- _INSTRUCTIONS FOR THE TASK_
In the forum thread about finding English words hidden in random lowercase text, what structure does the answer recommend building the dictionary into?

- _SOURCE DOCUMENT_
0

Let's say I have a large text file (few MB to GB) of random text, consisting only of lowercase letters, no spaces. However, someone appends a string somewhere in the middle of it (consisting only of lowercase letters, no spaces) of words from the English language.

How would I go about finding where that string is and what it says, given that I do not know what the string is supposed to say (only that it's in English, and not completely random text)? I can use a dictionary of English words.

  • 1
    hsctf is a is tough buddy – rush2sk8 May 19 '14 at 01:08
  • The thing is that without a very distinguishable word to work from it's going to be difficult to tell actual English from noise, especially for shorter words... – awksp May 19 '14 at 01:11
  • the file is 10mb and there are no spaces – rush2sk8 May 19 '14 at 01:12
  • There is a brute force algorithm. Say that the longest word in your given English dictionary is of length `L`. You would then loop over each character in the file, and iteratively look at strings of length `1` to `L` with each given character that you're on as the starting point of that string. You would then compare those strings to every word in the dictionary to see if you have a match. This has some problems: words like `a` and `an` are likely to appear *a lot*, and this would take **forever** given the file and dictionary size (i.e. don't use this algorithm). It also uses a ton of loops. – ajp15243 May 19 '14 at 01:13
  • the Word to find is contained on the same line? or can it be splited on to the next line? – Typo May 19 '14 at 01:28
  • @boolean Seems to me like there's no whitespace at all in the file – awksp May 19 '14 at 01:29
  • @user3580294 carriage return is not a White space – Typo May 19 '14 at 01:32
  • @boolean Java regex (and Unicode) says otherwise, at the very least; don't see any reason why they shouldn't be considered whitespace – awksp May 19 '14 at 01:35
  • @user3580294 an ascii table says otherwise – Typo May 19 '14 at 01:46
  • 1
    @boolean And how so? Whitespace includes more than just the space character... And I'm fairly certain that ASCII doesn't define what "whitespace" is – awksp May 19 '14 at 01:47
  • 1
    I think the point of the problem is that there are only lower cases characters, nothing else... – Matthieu May 19 '14 at 01:48
  • @user3580294 new line = 12, carriage return = 15, Space = 32 – Typo May 19 '14 at 01:52
  • @boolean And tab = 9. Tabs are whitespace. And so are newlines/carriage returns. Again, whitespace includes more than just the space character. – awksp May 19 '14 at 01:53
  • @user3580294 like I said, it is not the same – Typo May 19 '14 at 01:59
  • @boolean You seem to be missing my point. I'm not saying that newlines are the same character as spaces or something like that. I'm saying that the term "whitespace" *includes* all of those characters (and more). Look [here](https://en.wikipedia.org/wiki/Whitespace_character#Unicode) if you want. – awksp May 19 '14 at 02:01
  • @user3580294 the "term whitespace" doesn't apply to character computation. – Typo May 19 '14 at 02:02

1 Answers1

0

Build the dictionary into a trie and traverse the file. O(n) time in size of file (I believe O(file size * trie depth) in worst case) and O(1) memory (fixing the size of the dictionary and assuming small largest word). This is also streamable and is very RAM-efficient, so would scale to, say, a terabyte of data with only a gigabyte of RAM.

djechlin
  • 59,258
  • 35
  • 162
  • 290

- _DATA LINES_
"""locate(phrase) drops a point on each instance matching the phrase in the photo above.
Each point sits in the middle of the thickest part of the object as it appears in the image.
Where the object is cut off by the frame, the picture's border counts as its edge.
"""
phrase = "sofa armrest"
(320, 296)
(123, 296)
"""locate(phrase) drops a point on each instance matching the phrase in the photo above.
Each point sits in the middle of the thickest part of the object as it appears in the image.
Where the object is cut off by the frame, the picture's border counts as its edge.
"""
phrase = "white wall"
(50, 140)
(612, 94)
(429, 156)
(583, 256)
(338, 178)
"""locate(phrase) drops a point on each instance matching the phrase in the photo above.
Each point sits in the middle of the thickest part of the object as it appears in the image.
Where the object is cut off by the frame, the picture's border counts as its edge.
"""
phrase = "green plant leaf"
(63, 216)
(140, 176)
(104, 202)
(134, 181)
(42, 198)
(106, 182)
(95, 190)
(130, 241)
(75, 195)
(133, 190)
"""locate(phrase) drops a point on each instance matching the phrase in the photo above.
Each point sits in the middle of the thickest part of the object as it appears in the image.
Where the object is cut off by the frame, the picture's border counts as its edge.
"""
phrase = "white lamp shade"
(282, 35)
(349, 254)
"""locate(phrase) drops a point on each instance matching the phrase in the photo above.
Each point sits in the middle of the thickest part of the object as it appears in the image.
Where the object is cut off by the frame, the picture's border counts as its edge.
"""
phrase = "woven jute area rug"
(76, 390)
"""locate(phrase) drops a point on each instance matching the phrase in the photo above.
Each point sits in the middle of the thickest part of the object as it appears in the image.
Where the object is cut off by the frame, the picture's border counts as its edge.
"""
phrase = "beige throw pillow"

- _ANSWER TO THIS PROBLEM_
A trie.